■ PROBLEM STATEMENT: In the items below, copy out word for word the part that opens with the line containing "Roster-mapping task: tag the wood" and runs through the last line of the items, including both ends.

■ THE RECORDS:
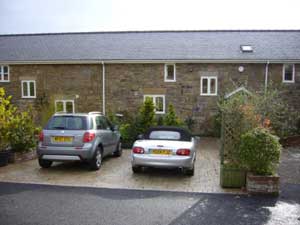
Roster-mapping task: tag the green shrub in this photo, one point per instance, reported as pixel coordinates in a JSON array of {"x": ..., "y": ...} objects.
[
  {"x": 259, "y": 151},
  {"x": 22, "y": 132},
  {"x": 7, "y": 111}
]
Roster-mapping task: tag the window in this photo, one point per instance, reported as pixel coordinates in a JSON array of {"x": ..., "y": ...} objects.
[
  {"x": 209, "y": 86},
  {"x": 102, "y": 123},
  {"x": 170, "y": 73},
  {"x": 67, "y": 123},
  {"x": 4, "y": 74},
  {"x": 165, "y": 135},
  {"x": 246, "y": 48},
  {"x": 64, "y": 106},
  {"x": 28, "y": 89},
  {"x": 288, "y": 73},
  {"x": 158, "y": 101}
]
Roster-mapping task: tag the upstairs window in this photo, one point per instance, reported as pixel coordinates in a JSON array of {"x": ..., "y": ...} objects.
[
  {"x": 4, "y": 74},
  {"x": 158, "y": 101},
  {"x": 288, "y": 73},
  {"x": 28, "y": 89},
  {"x": 209, "y": 86},
  {"x": 64, "y": 106},
  {"x": 170, "y": 73}
]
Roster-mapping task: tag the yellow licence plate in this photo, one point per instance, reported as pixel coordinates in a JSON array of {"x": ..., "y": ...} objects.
[
  {"x": 161, "y": 152},
  {"x": 62, "y": 139}
]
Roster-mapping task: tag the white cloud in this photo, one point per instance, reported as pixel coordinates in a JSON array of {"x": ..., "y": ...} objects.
[{"x": 95, "y": 15}]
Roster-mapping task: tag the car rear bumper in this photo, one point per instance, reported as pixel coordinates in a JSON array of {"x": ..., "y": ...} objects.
[
  {"x": 65, "y": 153},
  {"x": 163, "y": 161}
]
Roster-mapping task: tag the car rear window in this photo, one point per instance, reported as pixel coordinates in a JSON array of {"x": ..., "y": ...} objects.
[
  {"x": 164, "y": 135},
  {"x": 67, "y": 123}
]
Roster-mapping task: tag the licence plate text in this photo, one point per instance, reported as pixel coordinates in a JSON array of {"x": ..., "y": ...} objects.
[
  {"x": 161, "y": 152},
  {"x": 62, "y": 139}
]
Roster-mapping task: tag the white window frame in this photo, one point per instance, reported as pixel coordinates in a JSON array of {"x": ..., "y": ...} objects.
[
  {"x": 209, "y": 78},
  {"x": 2, "y": 73},
  {"x": 283, "y": 73},
  {"x": 28, "y": 88},
  {"x": 166, "y": 72},
  {"x": 154, "y": 102},
  {"x": 64, "y": 101}
]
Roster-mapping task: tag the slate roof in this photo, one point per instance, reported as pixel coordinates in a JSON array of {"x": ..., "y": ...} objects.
[{"x": 151, "y": 45}]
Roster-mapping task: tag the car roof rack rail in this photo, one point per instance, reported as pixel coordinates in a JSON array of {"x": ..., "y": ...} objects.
[
  {"x": 60, "y": 112},
  {"x": 95, "y": 112}
]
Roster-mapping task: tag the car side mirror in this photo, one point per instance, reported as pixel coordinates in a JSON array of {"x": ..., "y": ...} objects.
[{"x": 140, "y": 137}]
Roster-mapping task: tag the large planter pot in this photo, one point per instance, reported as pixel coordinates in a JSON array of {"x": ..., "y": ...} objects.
[
  {"x": 4, "y": 155},
  {"x": 16, "y": 157},
  {"x": 263, "y": 184},
  {"x": 232, "y": 177}
]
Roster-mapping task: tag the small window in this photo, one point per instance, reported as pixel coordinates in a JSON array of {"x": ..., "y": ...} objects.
[
  {"x": 209, "y": 86},
  {"x": 28, "y": 89},
  {"x": 4, "y": 74},
  {"x": 158, "y": 101},
  {"x": 67, "y": 123},
  {"x": 101, "y": 123},
  {"x": 246, "y": 48},
  {"x": 288, "y": 73},
  {"x": 170, "y": 73},
  {"x": 64, "y": 106}
]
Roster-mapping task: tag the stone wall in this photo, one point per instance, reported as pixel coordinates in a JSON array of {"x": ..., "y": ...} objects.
[
  {"x": 126, "y": 84},
  {"x": 80, "y": 83}
]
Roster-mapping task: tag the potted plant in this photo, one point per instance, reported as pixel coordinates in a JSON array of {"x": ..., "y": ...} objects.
[
  {"x": 6, "y": 113},
  {"x": 259, "y": 153},
  {"x": 22, "y": 136}
]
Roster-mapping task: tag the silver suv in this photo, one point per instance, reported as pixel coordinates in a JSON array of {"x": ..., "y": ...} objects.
[{"x": 78, "y": 137}]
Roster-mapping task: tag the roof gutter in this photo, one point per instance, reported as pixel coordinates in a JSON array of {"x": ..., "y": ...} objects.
[
  {"x": 118, "y": 61},
  {"x": 103, "y": 87}
]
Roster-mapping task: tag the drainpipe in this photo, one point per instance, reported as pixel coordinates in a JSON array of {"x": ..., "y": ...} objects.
[
  {"x": 266, "y": 75},
  {"x": 103, "y": 87}
]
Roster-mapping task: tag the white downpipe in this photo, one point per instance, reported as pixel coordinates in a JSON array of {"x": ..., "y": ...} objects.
[
  {"x": 266, "y": 75},
  {"x": 103, "y": 88}
]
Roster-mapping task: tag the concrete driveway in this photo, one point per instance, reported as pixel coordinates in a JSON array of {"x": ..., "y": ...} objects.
[{"x": 116, "y": 173}]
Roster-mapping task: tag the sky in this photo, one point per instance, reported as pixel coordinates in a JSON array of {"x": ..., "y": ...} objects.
[{"x": 52, "y": 16}]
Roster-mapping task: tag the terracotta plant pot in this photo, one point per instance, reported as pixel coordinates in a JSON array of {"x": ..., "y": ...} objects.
[
  {"x": 232, "y": 177},
  {"x": 257, "y": 184},
  {"x": 4, "y": 155}
]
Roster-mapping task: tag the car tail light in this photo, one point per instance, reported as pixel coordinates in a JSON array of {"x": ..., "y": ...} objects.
[
  {"x": 88, "y": 137},
  {"x": 138, "y": 150},
  {"x": 183, "y": 151},
  {"x": 41, "y": 136}
]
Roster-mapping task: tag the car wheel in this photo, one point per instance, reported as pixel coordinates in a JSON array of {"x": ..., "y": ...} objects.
[
  {"x": 119, "y": 150},
  {"x": 188, "y": 171},
  {"x": 136, "y": 169},
  {"x": 45, "y": 163},
  {"x": 96, "y": 162}
]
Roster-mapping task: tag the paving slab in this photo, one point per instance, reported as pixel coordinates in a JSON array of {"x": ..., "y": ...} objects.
[{"x": 117, "y": 173}]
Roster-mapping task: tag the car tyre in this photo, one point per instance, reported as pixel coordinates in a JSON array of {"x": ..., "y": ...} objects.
[
  {"x": 96, "y": 162},
  {"x": 136, "y": 169},
  {"x": 119, "y": 150},
  {"x": 45, "y": 163},
  {"x": 188, "y": 171}
]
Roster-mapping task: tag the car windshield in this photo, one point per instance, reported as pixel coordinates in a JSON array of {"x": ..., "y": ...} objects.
[
  {"x": 165, "y": 135},
  {"x": 67, "y": 123}
]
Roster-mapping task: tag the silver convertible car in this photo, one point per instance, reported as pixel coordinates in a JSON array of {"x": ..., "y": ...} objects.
[{"x": 165, "y": 147}]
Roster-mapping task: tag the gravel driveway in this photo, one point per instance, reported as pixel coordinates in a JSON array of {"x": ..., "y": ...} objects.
[{"x": 116, "y": 173}]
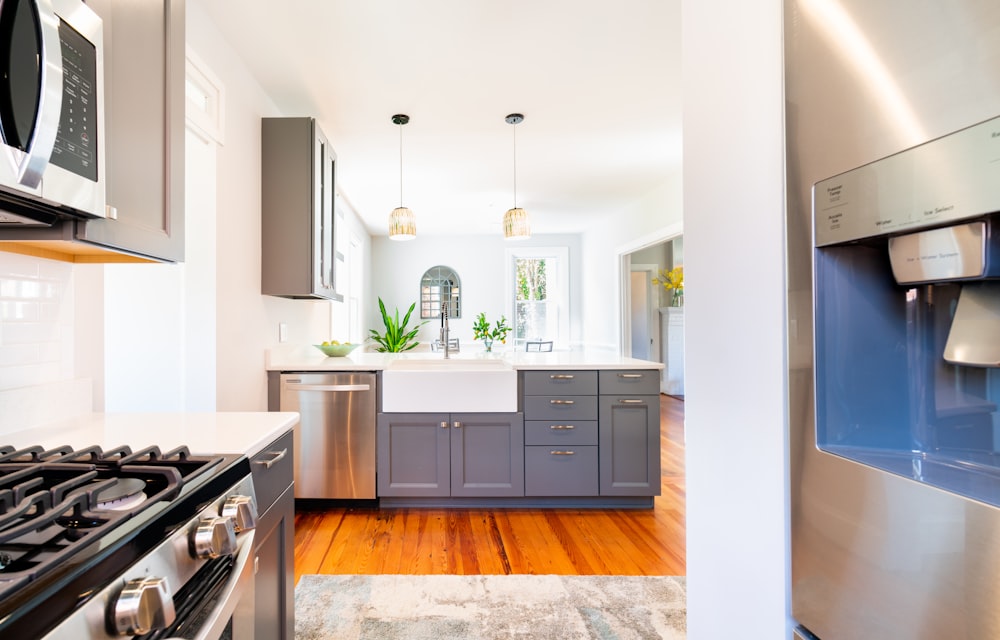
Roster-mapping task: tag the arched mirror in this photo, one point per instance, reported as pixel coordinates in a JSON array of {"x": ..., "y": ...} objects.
[{"x": 440, "y": 285}]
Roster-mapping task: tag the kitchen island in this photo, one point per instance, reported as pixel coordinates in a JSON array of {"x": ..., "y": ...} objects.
[{"x": 552, "y": 429}]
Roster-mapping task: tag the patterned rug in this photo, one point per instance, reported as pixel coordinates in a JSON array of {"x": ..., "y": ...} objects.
[{"x": 444, "y": 607}]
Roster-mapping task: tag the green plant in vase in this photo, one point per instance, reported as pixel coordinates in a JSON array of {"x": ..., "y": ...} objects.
[
  {"x": 482, "y": 330},
  {"x": 396, "y": 337}
]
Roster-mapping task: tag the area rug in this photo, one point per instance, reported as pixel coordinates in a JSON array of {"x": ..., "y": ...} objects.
[{"x": 444, "y": 607}]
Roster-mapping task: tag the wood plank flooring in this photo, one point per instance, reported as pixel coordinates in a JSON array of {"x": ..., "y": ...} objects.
[{"x": 347, "y": 540}]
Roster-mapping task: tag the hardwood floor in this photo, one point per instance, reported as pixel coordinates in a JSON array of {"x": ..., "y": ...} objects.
[{"x": 503, "y": 541}]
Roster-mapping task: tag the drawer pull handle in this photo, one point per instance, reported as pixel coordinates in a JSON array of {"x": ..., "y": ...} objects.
[{"x": 277, "y": 455}]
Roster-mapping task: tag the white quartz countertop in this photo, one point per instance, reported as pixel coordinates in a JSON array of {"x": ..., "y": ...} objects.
[
  {"x": 308, "y": 358},
  {"x": 203, "y": 433}
]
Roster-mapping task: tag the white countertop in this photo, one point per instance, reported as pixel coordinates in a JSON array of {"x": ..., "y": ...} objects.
[
  {"x": 203, "y": 433},
  {"x": 308, "y": 358}
]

■ ANSWER TO THE TASK:
Roster-mapping task: tag the wood plank flooring in this photo, one point per instance, reported as pixel coordinates in a JSON array of {"x": ..., "y": ...} objects.
[{"x": 347, "y": 540}]
Roster-mapping task: tag the hardwood floor in this photo, one point per instance, reported as pixel coordinates in a JSON array of {"x": ..., "y": ...} objects.
[{"x": 503, "y": 541}]
Roster-mapping task: tag the drawer pull handle in this photo, one point per instance, reported as pixel coordinates in a JSON array of {"x": ..., "y": ...} objects.
[{"x": 277, "y": 455}]
Roster-mapping task: tag the white quartz countertop in this photo, one point per instance, reported as pixel coordinates in a JSON array of {"x": ..., "y": ...} objects.
[
  {"x": 308, "y": 358},
  {"x": 203, "y": 433}
]
Roster-mapping task: tag the white countertop in this photo, one point per instance, reported as pixel coordinates in a JSON array of {"x": ..., "y": ...} objects.
[
  {"x": 203, "y": 433},
  {"x": 308, "y": 358}
]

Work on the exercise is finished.